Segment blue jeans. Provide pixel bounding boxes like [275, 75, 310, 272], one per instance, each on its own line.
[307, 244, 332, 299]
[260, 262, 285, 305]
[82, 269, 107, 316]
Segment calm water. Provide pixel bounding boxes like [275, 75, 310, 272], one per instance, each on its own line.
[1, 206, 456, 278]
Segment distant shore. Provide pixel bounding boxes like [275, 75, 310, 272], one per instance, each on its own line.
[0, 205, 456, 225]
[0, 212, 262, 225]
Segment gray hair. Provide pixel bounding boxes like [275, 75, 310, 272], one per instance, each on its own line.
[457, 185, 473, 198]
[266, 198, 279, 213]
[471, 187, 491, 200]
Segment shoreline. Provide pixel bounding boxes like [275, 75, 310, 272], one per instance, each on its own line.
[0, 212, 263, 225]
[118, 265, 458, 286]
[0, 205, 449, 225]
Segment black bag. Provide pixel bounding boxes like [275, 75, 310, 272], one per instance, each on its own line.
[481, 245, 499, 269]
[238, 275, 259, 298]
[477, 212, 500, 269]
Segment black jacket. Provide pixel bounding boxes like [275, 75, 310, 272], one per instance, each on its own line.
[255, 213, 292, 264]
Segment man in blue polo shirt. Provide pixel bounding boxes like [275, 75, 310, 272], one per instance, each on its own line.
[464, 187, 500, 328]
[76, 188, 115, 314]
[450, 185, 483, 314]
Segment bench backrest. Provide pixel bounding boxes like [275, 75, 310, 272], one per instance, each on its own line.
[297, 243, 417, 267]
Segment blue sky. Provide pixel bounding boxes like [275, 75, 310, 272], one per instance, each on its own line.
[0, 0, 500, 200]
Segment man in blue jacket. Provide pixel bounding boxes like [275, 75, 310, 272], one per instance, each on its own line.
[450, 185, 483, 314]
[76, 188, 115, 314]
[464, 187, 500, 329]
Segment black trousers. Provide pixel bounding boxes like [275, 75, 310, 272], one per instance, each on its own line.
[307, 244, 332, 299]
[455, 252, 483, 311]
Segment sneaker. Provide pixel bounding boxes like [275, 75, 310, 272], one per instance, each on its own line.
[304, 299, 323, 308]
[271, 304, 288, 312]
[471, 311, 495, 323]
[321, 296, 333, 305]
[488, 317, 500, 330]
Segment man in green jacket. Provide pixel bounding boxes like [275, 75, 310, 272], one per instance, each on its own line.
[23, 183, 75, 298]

• • •

#### [PROBLEM DESCRIPTION]
Recast the stretch of material from the line containing "Segment black trousers." through the line containing "[488, 317, 500, 330]" as a two-column CSV with the headers label_text and boxes. Give one row per "Segment" line, with that line in label_text and the boxes listed beneath it in boxes, each field quoted and line breaks replaced by spaces.

#### [THE ANSWER]
label_text,boxes
"Segment black trousers. Provide pixel bounding boxes like [275, 75, 310, 272], one per instance, each on its own line.","[307, 244, 332, 299] [455, 252, 483, 311]"
"Segment sneaker. Provide pixel bounding boxes like [275, 75, 310, 272], one per instance, each on its own line.","[304, 299, 323, 308] [271, 304, 288, 312] [471, 311, 495, 323] [321, 296, 333, 305] [488, 317, 500, 330]"